■ Passage provided
┌──

Hatchi ($0.99) by Portable Pixels is a retro-style virtual pet, with an interface that is exactly like those Tamagotchis that were popular several years back.
When I was a kid, I had quite a few little Tamagotchi keychains, featuring a variety of pixelated pets. I can still remember that little beep, which was prone to going off in the middle of the night, and worse, while in class. I got more than one taken away. I was never the best virtual pet owner, and many of my Tamagotchis tragically died after a few days.
My Tamagotchi days are long over, but now I have Hatchi, the little pet who lives in my phone. Hatchi doesn’t do much but bounce around and demand that I feed him, entertain him, and keep him clean.
Hatchi starts off as an egg, which you tap to hatch. He then morphs into a little blob of a child, before growing into an adult complete with horns and wings.
There are six things you can do with Hatchi: feed him, wash him, give him a book, play ball, put him to sleep, and give him medicine. In turn, Hatchi has needs corresponding to these actions, and you need to keep his meters full. His need meters are: hunger, hygiene, smarts, active, energy, and happy.

└──

■ Information shown
┌──

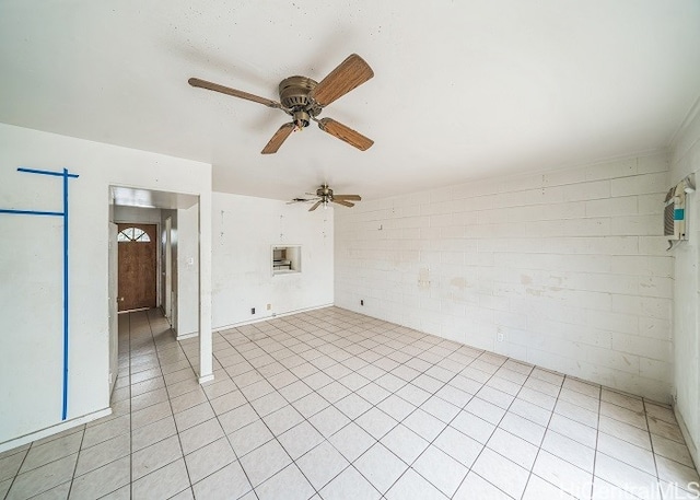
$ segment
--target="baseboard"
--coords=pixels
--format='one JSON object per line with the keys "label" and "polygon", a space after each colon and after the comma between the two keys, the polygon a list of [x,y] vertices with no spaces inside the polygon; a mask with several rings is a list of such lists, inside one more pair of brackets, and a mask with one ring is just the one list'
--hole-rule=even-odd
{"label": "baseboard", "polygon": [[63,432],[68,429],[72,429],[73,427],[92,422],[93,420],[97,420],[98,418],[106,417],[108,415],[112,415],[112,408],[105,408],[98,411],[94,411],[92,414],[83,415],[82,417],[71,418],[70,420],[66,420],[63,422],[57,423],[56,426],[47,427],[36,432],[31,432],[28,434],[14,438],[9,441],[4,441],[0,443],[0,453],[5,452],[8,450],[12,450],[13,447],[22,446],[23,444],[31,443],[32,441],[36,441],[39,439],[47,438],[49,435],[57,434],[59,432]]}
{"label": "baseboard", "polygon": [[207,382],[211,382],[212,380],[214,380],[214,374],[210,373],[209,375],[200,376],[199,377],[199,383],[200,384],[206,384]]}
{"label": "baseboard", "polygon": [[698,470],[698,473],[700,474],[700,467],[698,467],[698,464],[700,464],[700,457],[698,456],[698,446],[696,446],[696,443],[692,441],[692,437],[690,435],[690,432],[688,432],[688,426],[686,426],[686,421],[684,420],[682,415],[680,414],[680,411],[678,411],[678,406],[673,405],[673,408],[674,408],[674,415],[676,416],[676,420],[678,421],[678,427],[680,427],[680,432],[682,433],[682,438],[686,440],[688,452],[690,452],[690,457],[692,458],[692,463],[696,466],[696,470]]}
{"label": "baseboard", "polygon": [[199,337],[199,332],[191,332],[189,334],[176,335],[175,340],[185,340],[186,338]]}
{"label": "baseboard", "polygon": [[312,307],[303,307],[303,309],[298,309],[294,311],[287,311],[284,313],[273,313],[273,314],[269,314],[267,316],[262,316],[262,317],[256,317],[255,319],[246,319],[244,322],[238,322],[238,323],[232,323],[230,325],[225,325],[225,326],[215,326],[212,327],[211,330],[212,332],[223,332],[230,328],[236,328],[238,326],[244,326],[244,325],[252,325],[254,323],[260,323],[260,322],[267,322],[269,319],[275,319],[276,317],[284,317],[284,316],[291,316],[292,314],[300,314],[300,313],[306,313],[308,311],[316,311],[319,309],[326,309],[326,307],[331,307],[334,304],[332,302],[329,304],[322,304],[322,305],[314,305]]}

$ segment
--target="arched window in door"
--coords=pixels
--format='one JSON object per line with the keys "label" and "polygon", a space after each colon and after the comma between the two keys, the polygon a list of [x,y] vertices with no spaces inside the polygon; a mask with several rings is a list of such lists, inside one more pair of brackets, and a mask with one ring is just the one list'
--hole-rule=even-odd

└──
┌──

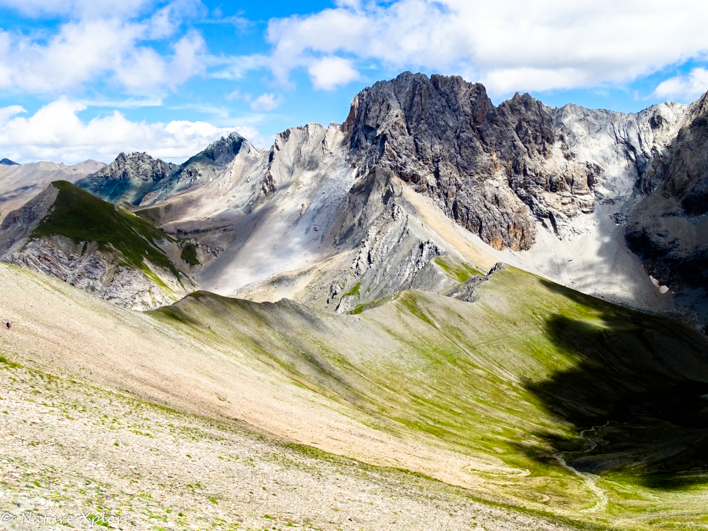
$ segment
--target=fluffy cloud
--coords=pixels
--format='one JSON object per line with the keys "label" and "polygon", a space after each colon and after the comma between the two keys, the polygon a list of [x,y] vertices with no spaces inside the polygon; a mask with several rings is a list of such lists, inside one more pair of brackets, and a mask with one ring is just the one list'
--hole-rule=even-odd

└──
┌──

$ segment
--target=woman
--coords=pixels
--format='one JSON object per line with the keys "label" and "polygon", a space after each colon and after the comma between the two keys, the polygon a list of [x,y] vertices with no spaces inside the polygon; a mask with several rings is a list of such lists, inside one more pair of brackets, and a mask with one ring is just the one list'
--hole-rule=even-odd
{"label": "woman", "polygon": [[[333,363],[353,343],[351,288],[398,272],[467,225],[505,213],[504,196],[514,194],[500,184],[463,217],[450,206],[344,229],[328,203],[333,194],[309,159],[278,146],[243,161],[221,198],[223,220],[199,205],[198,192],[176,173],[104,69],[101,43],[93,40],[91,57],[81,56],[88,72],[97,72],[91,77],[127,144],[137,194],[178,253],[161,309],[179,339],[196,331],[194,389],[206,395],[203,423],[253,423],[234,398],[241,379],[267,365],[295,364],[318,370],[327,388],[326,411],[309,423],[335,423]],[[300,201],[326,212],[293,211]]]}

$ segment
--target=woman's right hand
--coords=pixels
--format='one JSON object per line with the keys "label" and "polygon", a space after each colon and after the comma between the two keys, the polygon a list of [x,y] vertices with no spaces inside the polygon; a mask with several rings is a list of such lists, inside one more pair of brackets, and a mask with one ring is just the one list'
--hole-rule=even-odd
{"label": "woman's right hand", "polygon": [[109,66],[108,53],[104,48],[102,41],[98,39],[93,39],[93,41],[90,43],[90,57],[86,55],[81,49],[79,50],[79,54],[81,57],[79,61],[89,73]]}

└──

■ Instructions
**A)** In the Hatchi review, what form does Hatchi take before it hatches?
**B)** Reproduce the stretch of the Hatchi review from "Hatchi ($0.99) by" through "several years back.".
**C)** Continue the Hatchi review from the point where it stops.

■ Solved problems
**A)** An egg.

**B)**
Hatchi ($0.99) by Portable Pixels is a retro-style virtual pet, with an interface that is exactly like those Tamagotchis that were popular several years back.

**C)**
Activities like sports, reading, and eating, will improve his happiness and their own respective categories, but they also lower his energy. If you neglect to feed Hatchi, he will get sick and require a shot to get better, which lowers his happiness.
Most activities drain Hatchi’s energy, and because he isn’t very smart, he won’t go to sleep on his own when you shut off the app. You will need to make sure to tap the nap button, or Hatchi won’t be much fun when you next open the game up.
As with Tamagotchis, playing with Hatchi isn’t particularly interesting. I appreciate the faithfulness to the original toy, but this is an updated iOS version – Hatchi should, at the very least, have quite a few more interactions available.
Even though the game is simplistic, those of us who owned Tamagotchis are going to love this app. Hatchi is a permanent fixture on my iPhone, and the revival of a childhood toy has been well worth the $0.99 that the app costs.